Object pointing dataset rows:
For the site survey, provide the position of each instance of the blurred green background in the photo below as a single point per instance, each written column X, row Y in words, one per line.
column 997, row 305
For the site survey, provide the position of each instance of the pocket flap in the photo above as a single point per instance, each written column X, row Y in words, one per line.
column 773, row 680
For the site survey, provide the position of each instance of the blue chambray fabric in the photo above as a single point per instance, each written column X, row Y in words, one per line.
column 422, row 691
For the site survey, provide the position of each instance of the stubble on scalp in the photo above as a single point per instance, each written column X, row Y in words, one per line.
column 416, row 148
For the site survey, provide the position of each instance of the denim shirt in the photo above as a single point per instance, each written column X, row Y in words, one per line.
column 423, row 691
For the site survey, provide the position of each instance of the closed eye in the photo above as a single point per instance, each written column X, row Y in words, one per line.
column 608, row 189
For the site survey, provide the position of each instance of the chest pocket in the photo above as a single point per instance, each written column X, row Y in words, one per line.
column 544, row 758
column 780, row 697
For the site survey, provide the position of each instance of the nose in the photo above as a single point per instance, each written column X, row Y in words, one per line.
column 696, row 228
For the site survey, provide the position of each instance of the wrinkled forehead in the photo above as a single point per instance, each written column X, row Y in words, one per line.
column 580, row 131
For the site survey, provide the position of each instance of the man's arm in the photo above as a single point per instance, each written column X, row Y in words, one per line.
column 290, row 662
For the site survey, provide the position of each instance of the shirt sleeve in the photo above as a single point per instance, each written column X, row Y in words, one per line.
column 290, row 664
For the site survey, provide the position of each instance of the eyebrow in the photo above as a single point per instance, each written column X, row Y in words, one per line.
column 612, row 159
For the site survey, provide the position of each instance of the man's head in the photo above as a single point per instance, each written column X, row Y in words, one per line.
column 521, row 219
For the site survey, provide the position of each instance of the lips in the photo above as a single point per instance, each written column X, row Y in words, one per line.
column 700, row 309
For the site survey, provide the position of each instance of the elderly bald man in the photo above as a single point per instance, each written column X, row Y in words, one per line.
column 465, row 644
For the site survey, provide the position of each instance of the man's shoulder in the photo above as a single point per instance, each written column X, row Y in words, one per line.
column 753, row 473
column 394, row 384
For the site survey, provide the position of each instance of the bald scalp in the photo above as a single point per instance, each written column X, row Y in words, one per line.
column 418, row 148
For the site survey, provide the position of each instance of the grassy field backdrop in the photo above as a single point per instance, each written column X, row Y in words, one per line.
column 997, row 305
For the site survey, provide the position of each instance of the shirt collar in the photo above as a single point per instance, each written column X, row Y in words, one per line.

* TASK TO CARRY OUT
Output every line of the listing above as a JSON list of strings, one string per line, leaving out blank lines.

* SOLUTION FOR THIS TASK
[
  "For the site survey, provide the position of each instance of the blurred green background in the photo below as a single point per instance, each written column X, row Y in words, one per line.",
  "column 997, row 305",
  "For the site survey, provide the position of each instance of the pocket flap in the photo above as a single point per instance, each written column X, row Y in words, one per line.",
  "column 773, row 680",
  "For the site survey, provide the position of each instance of the blue chambray fabric in the photo above as a single point per instance, each written column X, row Y in words, one per line.",
  "column 422, row 691",
  "For the site survey, provide the position of each instance of the stubble on scalp in the photo above as a single point per instance, each written column X, row Y in words, one per line.",
  "column 416, row 148",
  "For the site survey, provide the position of each instance of the denim shirt in the photo above as a single point per instance, each written column X, row Y in words, one per line.",
  "column 423, row 691",
  "For the site survey, provide the position of each instance of the closed eye in the photo above as a single point per instance, each written column X, row Y in words, one per line.",
  "column 608, row 189",
  "For the site survey, provide the position of each instance of the chest pocket in the photo above as a single point per instance, each written column X, row Y in words, one per line.",
  "column 544, row 758",
  "column 780, row 697",
  "For the site survey, provide the position of each instance of the nose in the photo above as a single point per instance, each written column X, row Y in words, one per line.",
  "column 696, row 228",
  "For the site survey, provide the position of each instance of the wrinkled forehead in the photo above as a single point per instance, each written column X, row Y in words, one per line.",
  "column 580, row 131",
  "For the site survey, provide the position of each instance of the man's arm in the photo above as a single point per instance, each written column X, row Y in words, one per line.",
  "column 290, row 662",
  "For the site survey, provide the position of each instance of the shirt sleeve in the photo above as a single point per instance, each written column X, row Y in words, one per line.",
  "column 290, row 664",
  "For the site survey, provide the position of each instance of the eyebrow in the photo above as a single point per instance, each written column X, row Y in words, one per line.",
  "column 612, row 159",
  "For the site survey, provide the position of each instance of the man's head in the photo above as a single point per instance, each written column X, row Y in words, one per line.",
  "column 521, row 219",
  "For the site survey, provide the position of each instance of the lips in the photo above as a single point per instance, each written column X, row Y in words, one per line.",
  "column 700, row 309",
  "For the site survey, provide the position of each instance of the elderly bald man in the photo above as a single point per instance, each written column X, row Y in words, one per line.",
  "column 465, row 644",
  "For the site survey, provide the position of each instance of the man's shoulder in the photo above as a single point per instance, each written column X, row Y in words, one per line.",
  "column 753, row 473",
  "column 394, row 384",
  "For the site survey, provide the position of each instance of the bald scalp in the photo above as a single point per instance, each written column X, row Y in words, one per line.",
  "column 418, row 148",
  "For the site survey, provide the position of each instance of the grassy field backdrop in the photo above as a single point per instance, each written column X, row Y in words, one per line.",
  "column 997, row 305",
  "For the site survey, provide the position of each instance of the shirt collar in the photo above as a single point per instance, each written column X, row Y in words, one per line."
]